- Written problem -
Gather every line of the listing that contains the string "streak", treating case as significant.

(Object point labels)
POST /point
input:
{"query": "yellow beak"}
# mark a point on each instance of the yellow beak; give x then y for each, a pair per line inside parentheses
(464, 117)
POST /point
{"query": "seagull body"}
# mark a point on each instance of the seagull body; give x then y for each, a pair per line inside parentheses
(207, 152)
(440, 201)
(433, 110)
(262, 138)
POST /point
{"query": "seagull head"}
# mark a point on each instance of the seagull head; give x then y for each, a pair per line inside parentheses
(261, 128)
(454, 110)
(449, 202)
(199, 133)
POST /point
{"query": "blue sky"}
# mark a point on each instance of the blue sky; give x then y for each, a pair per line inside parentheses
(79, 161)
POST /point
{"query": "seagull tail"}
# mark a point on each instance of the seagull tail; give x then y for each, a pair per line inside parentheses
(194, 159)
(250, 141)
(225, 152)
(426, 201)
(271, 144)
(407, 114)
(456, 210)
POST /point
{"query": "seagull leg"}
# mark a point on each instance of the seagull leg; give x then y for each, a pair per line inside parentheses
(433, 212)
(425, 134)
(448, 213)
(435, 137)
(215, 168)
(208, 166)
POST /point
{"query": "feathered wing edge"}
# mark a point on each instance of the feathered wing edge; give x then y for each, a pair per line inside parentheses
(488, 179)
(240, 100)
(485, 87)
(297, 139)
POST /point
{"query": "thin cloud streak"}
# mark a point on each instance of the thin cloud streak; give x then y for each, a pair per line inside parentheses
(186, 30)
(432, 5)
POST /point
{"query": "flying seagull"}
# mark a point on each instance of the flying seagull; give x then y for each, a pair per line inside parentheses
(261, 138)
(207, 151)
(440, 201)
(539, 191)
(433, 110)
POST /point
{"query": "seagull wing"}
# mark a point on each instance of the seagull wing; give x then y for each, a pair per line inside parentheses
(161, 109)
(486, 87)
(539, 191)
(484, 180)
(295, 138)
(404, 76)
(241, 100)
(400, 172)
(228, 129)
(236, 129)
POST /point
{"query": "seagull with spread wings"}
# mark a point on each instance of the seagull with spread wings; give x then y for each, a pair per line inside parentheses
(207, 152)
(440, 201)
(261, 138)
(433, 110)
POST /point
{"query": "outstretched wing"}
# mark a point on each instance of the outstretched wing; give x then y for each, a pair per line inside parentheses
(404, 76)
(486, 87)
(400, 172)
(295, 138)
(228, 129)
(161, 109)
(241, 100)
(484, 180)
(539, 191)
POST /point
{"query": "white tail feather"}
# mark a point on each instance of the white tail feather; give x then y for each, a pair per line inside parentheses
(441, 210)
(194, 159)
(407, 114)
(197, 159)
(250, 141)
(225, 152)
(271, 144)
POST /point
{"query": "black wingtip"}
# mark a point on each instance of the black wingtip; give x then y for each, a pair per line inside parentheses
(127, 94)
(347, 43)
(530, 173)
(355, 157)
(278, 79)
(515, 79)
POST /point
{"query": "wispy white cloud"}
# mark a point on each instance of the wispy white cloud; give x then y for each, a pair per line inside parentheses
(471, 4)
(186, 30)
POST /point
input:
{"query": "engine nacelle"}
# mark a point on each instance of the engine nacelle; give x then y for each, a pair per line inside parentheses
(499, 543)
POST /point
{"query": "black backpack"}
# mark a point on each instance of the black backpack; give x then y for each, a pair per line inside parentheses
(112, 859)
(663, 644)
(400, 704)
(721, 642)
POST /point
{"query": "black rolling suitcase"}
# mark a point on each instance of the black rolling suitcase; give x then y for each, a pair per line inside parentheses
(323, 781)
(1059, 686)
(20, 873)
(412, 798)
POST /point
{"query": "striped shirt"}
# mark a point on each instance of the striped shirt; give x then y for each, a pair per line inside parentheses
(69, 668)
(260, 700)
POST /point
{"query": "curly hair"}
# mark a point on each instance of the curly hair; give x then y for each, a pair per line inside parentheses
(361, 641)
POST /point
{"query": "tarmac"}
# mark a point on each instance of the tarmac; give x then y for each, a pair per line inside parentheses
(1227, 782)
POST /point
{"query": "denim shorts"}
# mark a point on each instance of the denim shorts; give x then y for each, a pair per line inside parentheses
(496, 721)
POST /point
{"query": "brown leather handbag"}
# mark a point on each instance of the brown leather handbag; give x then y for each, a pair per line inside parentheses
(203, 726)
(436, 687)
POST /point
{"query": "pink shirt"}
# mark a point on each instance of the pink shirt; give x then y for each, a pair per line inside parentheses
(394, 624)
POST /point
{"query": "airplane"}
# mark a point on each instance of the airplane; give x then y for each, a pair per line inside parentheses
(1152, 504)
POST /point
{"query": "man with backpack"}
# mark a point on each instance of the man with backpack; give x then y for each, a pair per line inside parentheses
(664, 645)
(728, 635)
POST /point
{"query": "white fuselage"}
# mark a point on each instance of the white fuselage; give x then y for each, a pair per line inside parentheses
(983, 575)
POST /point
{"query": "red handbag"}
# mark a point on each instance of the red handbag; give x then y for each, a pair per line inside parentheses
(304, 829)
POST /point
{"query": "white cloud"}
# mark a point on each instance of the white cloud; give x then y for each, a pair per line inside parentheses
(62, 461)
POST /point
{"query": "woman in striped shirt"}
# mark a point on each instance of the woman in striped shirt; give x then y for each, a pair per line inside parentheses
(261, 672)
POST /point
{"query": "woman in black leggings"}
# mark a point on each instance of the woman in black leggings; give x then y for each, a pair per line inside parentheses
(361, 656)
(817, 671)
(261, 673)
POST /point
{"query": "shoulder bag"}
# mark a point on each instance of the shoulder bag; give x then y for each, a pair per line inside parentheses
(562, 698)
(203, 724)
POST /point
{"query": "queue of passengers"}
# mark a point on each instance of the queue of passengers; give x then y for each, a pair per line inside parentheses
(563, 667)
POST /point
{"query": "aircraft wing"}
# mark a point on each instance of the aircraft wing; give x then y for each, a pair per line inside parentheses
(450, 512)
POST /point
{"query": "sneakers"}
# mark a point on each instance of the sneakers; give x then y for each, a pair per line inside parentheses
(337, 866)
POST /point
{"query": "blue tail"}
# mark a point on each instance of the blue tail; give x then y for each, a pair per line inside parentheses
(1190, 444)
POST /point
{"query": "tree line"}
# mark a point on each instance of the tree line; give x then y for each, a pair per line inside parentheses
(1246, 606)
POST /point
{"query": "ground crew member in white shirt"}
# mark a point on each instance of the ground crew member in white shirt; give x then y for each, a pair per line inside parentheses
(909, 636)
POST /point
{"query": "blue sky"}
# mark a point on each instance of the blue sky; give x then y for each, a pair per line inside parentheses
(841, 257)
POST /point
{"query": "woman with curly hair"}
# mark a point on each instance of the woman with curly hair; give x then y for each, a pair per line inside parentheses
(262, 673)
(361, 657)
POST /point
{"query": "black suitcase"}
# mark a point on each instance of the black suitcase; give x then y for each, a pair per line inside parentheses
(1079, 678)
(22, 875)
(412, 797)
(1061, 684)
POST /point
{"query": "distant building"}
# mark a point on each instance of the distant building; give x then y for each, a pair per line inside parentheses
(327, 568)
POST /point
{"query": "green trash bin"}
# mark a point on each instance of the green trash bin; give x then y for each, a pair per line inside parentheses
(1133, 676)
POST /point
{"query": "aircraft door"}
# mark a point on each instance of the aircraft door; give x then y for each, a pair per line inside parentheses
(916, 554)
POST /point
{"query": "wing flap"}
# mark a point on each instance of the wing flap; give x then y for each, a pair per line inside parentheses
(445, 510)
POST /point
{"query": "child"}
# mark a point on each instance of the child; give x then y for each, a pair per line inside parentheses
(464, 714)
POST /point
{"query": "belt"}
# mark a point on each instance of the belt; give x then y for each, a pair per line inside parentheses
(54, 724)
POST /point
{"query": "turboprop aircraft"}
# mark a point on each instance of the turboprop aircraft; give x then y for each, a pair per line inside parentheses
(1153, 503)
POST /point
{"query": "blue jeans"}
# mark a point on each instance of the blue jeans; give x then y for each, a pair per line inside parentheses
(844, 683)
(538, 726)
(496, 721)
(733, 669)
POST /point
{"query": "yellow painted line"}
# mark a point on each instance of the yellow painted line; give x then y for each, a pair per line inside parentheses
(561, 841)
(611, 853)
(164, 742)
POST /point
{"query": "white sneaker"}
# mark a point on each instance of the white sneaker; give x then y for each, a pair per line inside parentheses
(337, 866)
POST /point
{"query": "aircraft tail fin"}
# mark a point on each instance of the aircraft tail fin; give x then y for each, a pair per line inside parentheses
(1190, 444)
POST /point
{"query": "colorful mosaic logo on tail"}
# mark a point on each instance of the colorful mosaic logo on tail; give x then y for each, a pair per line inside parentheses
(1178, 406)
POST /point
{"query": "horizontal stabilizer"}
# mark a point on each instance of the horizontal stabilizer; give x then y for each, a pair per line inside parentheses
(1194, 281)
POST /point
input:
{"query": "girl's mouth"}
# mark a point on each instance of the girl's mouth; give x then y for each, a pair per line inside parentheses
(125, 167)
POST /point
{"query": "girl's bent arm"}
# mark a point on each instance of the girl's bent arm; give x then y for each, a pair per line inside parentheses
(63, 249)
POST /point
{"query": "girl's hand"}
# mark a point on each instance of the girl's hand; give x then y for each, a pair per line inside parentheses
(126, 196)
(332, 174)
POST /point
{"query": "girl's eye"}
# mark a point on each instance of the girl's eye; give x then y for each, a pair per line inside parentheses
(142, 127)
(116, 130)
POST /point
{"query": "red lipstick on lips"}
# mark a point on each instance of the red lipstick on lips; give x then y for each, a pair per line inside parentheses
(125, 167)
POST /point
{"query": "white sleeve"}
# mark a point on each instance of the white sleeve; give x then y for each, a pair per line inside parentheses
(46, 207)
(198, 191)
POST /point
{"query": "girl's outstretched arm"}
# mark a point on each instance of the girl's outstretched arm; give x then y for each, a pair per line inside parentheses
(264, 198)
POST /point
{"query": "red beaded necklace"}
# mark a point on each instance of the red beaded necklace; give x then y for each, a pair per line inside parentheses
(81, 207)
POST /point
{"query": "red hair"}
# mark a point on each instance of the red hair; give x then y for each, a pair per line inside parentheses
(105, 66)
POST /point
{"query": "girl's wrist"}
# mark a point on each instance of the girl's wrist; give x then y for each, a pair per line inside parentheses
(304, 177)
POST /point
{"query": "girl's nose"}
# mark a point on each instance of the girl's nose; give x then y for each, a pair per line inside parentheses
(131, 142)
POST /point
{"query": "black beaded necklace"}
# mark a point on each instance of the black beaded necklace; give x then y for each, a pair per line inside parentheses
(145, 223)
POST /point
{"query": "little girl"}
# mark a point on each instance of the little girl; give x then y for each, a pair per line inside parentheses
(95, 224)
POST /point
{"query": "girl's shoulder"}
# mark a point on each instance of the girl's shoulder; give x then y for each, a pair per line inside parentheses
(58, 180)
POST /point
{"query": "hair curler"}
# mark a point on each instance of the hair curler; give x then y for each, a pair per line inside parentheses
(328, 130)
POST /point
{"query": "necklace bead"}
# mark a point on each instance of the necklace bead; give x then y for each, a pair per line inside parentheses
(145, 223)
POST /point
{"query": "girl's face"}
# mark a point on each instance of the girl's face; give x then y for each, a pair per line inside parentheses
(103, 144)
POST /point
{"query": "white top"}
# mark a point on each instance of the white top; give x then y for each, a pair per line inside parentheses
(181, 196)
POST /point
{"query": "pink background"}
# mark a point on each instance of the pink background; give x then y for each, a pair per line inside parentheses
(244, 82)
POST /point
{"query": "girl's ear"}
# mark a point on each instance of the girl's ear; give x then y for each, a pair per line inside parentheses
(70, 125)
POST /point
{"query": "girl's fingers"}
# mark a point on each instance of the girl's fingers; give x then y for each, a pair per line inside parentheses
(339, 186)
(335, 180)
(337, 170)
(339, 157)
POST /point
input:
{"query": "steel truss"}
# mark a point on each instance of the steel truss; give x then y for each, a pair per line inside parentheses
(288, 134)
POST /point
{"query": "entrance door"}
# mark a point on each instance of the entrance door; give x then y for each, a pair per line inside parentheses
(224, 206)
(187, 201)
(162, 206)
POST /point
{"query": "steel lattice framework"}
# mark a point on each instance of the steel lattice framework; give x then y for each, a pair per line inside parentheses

- Task response -
{"query": "thin cloud streak"}
# mark a point on each instance of the thin cloud streak; give x then y for each, a pair per line inside parentheses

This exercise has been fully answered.